» Required actions
1) In the tomato trials report, switch "cultivars" to "varieties" and write out the passage starting with "This year marked" and going on through "between genetic types.".
2) Answer these questions from the tomato trials report.
(a) Which seed development business is the author associated with?
(b) What types of tomatoes are given as examples?
(c) Which two old country road names are mentioned?
3) Translate this sentence from the tomato trials report into Spanish: "This year marked a huge growout of Tomatoes here at Bishop's Homegrown."

Tomato Trials and Breeding in 2007

Written and Researched by: Alan Reed Bishop of Hip-Gnosis Seed Development and Bishop's Homegrown

This year marked a huge growout of Tomatoes here at Bishop's Homegrown. We planted a huge number of cultivars to evaluate in our organic culture systems in order to fill the niches of our seed banks and the gaps between genetic types.

Basically were looking for disease tolerance, pest tolerance, drought tolerance, production, taste, nutrition and novely in different types of tomatoes such as slicing types, paste types, cherry types and so on. It would be nice to have a range of colors for customers to pick and choose from at our market stands in all the different types of tomatoes while also being able to provide best use recipies, heirloom/OP histories and the histories of crosses and segragates from F1 commercial lines so that, as we usually do, we are able to strike up a friendship and conversation with our customers and friends at market or while giving farm tours and speaking engagements. It's always nice to be able to relay a story that people can relate to and it is exspecially nice when we have a local or regionalized Open Pollinated type from our area who's name itself reminds us of it's story, much like the names of old country roads like "Lick Skillet" or "Honey Run" which remind us of the unique culture of or locality and region.

» Information provided
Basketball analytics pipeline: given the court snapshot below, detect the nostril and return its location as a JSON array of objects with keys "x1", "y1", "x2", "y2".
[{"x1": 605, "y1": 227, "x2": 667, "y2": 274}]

» Results for each task
1)
This year marked a huge growout of Tomatoes here at Bishop's Homegrown. We planted a huge number of varieties to evaluate in our organic culture systems in order to fill the niches of our seed banks and the gaps between genetic types.

2)
(a) Hip-Gnosis Seed Development
(b) Slicing types, paste types, and cherry types
(c) "Lick Skillet" and "Honey Run"

3) Este año supuso un cultivo masivo de tomates aquí en Bishop's Homegrown.